### WHAT IS REQUIRED
Transcribe all the records with complete accuracy.

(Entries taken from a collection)

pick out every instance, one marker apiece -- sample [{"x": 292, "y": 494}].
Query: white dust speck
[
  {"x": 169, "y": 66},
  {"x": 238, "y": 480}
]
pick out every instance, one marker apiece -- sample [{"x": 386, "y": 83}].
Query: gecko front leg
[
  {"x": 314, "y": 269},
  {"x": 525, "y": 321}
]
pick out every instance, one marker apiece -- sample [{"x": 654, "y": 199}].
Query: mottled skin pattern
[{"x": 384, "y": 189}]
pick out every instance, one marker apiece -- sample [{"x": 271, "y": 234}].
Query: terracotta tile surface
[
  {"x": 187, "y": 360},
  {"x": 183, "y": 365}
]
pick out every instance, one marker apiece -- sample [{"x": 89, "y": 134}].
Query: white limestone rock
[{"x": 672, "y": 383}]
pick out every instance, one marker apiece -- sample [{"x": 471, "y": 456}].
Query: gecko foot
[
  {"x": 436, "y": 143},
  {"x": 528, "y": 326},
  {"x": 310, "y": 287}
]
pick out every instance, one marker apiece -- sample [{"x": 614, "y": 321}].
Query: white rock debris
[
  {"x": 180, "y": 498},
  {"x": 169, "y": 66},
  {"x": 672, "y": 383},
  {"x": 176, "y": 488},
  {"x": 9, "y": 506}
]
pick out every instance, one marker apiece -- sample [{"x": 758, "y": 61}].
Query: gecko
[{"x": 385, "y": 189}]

### RESULT FOR THIS TASK
pick out every instance, one marker apiece -- sample [{"x": 292, "y": 494}].
Query: white dust speck
[
  {"x": 169, "y": 66},
  {"x": 238, "y": 480}
]
pick out every instance, one marker apiece -- sample [{"x": 386, "y": 83}].
Query: gecko front leg
[
  {"x": 314, "y": 269},
  {"x": 525, "y": 321}
]
pick out every instance, one marker apiece -- sample [{"x": 654, "y": 199}].
Query: mottled skin pattern
[{"x": 384, "y": 189}]
pick out every instance, one marker apiece -- sample [{"x": 271, "y": 234}].
Query: terracotta tile surface
[
  {"x": 187, "y": 360},
  {"x": 183, "y": 365}
]
pick out every instance, one marker apiece -- sample [{"x": 89, "y": 134}].
Query: white limestone rock
[{"x": 672, "y": 383}]
pick out every instance, one marker apiece -- sample [{"x": 471, "y": 456}].
Query: gecko foot
[
  {"x": 436, "y": 143},
  {"x": 528, "y": 326},
  {"x": 310, "y": 287}
]
pick out every instance, one marker apiece -- sample [{"x": 614, "y": 321}].
Query: white rock debris
[
  {"x": 180, "y": 498},
  {"x": 169, "y": 66},
  {"x": 672, "y": 383},
  {"x": 176, "y": 488},
  {"x": 9, "y": 506}
]
pick out every instance, one marker apiece -- sample [{"x": 758, "y": 61}].
Query: gecko
[{"x": 385, "y": 189}]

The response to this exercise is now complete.